* _Short exercise_
Pick out every line in the entries below that contains the string "wheeled". Copy each of those lines.

Collected data

********************

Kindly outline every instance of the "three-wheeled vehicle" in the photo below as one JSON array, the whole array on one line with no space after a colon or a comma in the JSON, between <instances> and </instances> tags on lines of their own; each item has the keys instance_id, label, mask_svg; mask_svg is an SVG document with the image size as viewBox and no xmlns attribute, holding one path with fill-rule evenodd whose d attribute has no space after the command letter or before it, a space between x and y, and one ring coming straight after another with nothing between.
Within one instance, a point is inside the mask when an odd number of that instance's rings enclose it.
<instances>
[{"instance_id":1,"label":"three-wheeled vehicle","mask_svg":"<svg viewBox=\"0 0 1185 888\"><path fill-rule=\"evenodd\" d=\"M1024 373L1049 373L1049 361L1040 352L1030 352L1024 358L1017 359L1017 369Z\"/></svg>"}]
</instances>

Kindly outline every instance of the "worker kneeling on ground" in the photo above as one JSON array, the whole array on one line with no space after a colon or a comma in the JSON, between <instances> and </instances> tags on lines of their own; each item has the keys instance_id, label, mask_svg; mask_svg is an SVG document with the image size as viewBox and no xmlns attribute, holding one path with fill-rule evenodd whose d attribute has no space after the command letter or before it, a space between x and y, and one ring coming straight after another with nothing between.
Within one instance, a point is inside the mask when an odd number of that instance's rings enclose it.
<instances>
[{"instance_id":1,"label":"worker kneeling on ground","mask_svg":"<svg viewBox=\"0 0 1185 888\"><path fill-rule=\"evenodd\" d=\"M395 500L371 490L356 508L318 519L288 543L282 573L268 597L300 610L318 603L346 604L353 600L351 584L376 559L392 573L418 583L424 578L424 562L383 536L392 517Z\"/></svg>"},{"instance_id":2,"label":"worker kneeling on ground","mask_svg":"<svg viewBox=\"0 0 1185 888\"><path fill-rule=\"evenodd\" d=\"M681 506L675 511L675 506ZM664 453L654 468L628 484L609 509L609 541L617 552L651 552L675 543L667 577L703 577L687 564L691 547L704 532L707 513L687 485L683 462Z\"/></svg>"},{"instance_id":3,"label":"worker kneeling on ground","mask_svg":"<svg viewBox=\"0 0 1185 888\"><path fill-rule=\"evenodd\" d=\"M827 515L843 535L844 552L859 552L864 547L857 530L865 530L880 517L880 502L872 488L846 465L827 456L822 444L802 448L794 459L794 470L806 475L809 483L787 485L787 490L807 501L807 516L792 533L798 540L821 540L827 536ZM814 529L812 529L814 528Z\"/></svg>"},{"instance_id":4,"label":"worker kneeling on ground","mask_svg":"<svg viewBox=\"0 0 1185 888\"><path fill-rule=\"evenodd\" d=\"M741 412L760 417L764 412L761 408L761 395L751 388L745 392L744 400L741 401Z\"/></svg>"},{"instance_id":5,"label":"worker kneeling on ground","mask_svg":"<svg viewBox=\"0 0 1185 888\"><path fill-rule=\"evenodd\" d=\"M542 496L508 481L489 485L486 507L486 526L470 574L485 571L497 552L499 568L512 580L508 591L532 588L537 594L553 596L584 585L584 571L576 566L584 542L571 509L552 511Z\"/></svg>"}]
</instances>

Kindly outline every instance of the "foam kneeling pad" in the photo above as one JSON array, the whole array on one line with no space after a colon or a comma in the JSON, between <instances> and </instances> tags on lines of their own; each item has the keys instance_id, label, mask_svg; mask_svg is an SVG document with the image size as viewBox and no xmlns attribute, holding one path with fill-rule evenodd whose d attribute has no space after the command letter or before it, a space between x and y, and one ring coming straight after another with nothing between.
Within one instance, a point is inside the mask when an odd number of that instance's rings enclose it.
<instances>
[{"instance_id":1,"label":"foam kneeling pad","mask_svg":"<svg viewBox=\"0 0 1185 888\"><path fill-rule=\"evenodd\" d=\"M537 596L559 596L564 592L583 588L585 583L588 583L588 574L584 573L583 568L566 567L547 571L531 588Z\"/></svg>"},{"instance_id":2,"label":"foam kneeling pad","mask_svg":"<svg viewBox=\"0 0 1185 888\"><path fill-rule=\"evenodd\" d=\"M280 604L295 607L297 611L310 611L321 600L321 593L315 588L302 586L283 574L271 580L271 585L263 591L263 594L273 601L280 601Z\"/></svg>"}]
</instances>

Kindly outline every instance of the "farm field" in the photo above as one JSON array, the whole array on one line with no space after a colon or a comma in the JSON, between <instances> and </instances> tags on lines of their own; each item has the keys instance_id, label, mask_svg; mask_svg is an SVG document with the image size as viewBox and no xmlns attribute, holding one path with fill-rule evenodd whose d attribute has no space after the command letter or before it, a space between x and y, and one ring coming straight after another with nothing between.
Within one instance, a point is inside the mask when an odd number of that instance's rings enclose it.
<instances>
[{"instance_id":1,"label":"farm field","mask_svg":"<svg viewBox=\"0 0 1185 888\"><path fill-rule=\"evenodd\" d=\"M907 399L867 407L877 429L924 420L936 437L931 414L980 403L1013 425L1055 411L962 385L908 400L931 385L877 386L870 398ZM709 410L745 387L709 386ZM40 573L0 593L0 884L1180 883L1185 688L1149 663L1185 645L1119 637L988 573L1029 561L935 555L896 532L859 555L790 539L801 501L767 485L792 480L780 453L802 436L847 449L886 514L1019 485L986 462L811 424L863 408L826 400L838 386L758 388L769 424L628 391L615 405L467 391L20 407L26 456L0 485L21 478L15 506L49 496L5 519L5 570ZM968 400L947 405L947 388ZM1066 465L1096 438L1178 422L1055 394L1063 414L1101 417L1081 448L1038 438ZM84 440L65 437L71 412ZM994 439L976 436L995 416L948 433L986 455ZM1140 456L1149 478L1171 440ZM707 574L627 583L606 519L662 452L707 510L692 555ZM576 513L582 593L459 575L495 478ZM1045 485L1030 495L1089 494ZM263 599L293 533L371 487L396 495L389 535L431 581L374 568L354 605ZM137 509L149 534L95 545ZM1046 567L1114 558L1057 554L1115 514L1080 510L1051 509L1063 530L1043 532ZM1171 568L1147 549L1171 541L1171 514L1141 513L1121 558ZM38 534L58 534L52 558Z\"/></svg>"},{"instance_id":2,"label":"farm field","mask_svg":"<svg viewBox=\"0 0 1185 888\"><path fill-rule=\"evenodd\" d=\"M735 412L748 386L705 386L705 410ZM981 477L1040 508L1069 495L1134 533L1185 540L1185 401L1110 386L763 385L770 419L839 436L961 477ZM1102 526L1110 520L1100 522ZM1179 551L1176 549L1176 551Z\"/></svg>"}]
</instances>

********************

* _Written answer_
Kindly outline every instance of the "three-wheeled vehicle" in the photo below as one JSON array, the whole array on one line with no space after a colon or a comma in the JSON, between <instances> and </instances> tags on lines of their own; each item has the keys instance_id, label, mask_svg; mask_svg is an SVG document with the image size as viewBox and no xmlns attribute, holding one path with fill-rule evenodd whose d attribute has no space after the command letter or before it, a space between x and y, and one ring coming straight after another with nothing between.
[{"instance_id":1,"label":"three-wheeled vehicle","mask_svg":"<svg viewBox=\"0 0 1185 888\"><path fill-rule=\"evenodd\" d=\"M1024 373L1049 373L1049 361L1040 352L1030 352L1024 358L1017 359L1017 369Z\"/></svg>"}]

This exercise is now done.